**Provided records**

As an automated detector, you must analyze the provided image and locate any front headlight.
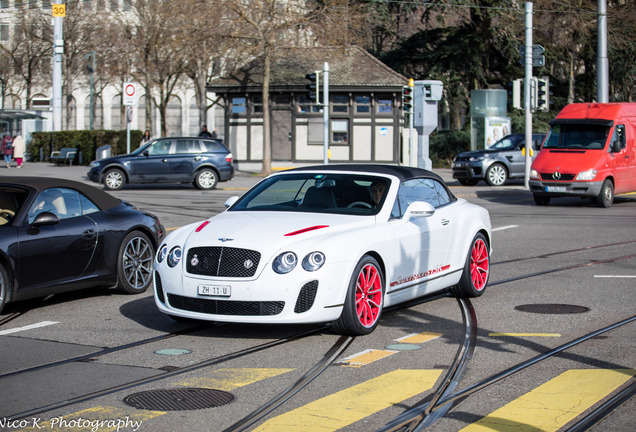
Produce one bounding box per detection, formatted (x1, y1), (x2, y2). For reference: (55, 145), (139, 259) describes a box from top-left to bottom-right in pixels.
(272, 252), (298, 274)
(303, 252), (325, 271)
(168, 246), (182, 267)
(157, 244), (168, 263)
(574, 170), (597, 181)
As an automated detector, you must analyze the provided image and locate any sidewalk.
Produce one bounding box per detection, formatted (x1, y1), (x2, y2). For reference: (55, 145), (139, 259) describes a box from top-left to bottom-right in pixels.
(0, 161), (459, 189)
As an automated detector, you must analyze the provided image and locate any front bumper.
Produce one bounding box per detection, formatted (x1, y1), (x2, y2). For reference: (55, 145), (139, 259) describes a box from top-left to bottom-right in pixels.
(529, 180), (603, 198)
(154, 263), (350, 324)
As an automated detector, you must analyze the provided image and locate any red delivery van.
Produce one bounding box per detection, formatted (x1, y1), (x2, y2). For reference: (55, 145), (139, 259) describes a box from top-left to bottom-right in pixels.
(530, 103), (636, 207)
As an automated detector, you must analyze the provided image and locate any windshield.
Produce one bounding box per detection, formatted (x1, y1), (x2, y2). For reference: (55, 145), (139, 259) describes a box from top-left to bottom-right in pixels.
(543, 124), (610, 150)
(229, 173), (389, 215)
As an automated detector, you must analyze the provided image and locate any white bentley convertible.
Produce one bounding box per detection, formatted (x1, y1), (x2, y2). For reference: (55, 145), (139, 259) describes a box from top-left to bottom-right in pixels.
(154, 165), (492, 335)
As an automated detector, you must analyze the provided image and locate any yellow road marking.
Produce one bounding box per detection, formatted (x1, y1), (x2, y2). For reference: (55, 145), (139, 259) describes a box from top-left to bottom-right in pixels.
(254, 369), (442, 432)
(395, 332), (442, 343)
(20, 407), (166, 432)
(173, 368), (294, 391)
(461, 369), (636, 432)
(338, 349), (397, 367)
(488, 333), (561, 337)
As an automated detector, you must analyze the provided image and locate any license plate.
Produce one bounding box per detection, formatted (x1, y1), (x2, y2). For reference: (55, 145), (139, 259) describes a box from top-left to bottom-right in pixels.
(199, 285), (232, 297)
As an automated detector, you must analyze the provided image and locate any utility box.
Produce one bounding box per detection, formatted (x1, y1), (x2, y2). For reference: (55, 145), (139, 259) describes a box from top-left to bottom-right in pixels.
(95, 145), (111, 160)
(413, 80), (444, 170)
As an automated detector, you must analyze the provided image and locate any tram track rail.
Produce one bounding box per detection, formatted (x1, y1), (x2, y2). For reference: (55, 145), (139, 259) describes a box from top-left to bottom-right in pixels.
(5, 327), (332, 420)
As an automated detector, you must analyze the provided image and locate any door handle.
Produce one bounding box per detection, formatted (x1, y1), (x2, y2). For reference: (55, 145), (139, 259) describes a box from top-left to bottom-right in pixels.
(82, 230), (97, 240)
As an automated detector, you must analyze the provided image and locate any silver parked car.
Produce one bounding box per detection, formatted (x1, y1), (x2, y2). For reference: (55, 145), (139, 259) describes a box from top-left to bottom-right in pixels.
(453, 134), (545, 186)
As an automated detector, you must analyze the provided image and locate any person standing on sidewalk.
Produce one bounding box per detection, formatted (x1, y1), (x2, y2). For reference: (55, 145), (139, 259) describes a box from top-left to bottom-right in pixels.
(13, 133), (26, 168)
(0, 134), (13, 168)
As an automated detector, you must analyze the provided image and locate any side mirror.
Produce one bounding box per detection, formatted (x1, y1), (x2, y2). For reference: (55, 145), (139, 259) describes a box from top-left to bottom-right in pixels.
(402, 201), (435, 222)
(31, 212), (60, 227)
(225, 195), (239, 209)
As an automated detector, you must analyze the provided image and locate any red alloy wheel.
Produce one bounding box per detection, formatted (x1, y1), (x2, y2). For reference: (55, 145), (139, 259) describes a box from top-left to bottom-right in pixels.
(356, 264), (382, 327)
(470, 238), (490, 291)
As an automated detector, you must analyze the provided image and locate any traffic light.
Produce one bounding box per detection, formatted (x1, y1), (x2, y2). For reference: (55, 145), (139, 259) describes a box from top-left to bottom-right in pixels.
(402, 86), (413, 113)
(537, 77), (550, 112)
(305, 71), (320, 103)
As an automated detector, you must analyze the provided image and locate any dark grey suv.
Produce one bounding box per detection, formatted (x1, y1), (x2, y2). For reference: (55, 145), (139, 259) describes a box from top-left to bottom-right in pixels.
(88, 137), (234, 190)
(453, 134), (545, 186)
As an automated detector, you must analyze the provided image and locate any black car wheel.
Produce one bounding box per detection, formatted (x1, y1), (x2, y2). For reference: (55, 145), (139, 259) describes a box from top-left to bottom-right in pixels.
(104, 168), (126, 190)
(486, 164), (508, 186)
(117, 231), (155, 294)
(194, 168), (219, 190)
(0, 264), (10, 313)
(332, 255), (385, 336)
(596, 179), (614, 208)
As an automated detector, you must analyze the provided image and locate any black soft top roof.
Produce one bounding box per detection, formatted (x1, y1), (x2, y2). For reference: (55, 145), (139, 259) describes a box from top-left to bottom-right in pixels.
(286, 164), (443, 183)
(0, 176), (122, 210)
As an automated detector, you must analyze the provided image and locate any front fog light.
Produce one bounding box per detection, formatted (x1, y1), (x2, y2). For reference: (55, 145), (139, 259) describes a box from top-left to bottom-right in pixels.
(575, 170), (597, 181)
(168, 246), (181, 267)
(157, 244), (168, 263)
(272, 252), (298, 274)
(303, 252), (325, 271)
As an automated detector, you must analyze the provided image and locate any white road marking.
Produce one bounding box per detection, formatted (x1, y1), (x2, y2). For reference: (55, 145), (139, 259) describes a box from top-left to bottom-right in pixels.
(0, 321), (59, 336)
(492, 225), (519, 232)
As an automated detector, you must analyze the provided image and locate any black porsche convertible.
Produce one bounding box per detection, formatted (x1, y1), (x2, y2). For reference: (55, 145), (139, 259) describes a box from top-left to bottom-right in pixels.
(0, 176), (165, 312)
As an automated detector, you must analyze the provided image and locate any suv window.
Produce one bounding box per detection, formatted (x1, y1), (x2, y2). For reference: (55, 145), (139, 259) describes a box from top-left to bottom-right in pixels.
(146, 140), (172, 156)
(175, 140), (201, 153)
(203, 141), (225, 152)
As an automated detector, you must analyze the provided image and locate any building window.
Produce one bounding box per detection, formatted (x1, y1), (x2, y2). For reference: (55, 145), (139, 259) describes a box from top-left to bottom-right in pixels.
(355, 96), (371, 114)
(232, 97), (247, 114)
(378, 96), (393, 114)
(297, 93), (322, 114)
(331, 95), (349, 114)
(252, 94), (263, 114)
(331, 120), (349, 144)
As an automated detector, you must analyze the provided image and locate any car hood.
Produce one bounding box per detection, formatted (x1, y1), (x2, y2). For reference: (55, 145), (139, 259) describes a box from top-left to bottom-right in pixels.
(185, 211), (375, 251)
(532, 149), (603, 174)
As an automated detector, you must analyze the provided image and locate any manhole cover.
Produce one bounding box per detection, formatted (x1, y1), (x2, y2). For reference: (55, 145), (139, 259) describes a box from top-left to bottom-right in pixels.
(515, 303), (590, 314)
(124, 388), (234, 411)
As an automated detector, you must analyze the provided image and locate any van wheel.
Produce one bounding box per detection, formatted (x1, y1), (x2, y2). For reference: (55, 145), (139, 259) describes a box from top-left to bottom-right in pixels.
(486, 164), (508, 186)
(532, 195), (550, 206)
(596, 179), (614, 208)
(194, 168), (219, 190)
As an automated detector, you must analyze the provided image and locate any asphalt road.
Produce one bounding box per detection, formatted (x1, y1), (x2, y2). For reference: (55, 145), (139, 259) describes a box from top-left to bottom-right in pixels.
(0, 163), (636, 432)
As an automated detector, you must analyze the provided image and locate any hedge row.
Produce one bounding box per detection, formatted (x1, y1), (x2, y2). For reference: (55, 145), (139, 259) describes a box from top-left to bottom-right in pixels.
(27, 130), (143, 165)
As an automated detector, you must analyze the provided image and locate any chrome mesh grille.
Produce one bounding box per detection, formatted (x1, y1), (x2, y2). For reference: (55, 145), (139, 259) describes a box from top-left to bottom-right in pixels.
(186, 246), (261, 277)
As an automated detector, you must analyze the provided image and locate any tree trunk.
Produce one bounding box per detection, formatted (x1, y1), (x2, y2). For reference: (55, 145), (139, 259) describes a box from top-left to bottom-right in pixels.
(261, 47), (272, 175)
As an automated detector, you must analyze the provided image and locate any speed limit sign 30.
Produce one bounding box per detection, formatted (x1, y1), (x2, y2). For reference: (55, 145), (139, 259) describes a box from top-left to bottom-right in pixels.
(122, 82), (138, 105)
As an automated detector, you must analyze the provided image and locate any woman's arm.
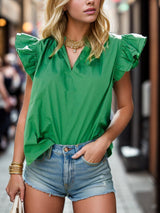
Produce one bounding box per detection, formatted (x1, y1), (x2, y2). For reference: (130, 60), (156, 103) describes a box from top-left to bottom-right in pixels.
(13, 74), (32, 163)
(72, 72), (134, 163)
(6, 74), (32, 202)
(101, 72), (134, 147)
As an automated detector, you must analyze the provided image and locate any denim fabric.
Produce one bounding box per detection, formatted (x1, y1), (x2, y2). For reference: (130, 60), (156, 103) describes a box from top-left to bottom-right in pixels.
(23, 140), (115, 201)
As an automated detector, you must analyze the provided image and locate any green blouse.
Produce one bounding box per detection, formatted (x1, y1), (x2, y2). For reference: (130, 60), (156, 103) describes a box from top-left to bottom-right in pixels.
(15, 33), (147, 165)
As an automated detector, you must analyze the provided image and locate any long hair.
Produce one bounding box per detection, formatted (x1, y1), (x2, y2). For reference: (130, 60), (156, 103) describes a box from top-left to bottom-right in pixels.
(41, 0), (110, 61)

**Prompt**
Replace "front headlight" with "headlamp" in the rows, starting at the first row and ending at the line that contains "(574, 170), (597, 181)", and give only those lines with everything else unchanged. Leave the pictures out of your answer.

**Output for this exercise**
As an automated detector, you must analyze the provided image and locate any headlamp.
Produce one bounding box per detection, formatted (x1, y1), (x2, y2). For reference: (55, 145), (139, 259) describes a box from top-left to bottom-right in pixels.
(272, 252), (298, 274)
(303, 252), (325, 271)
(168, 246), (182, 267)
(157, 244), (168, 263)
(574, 170), (597, 181)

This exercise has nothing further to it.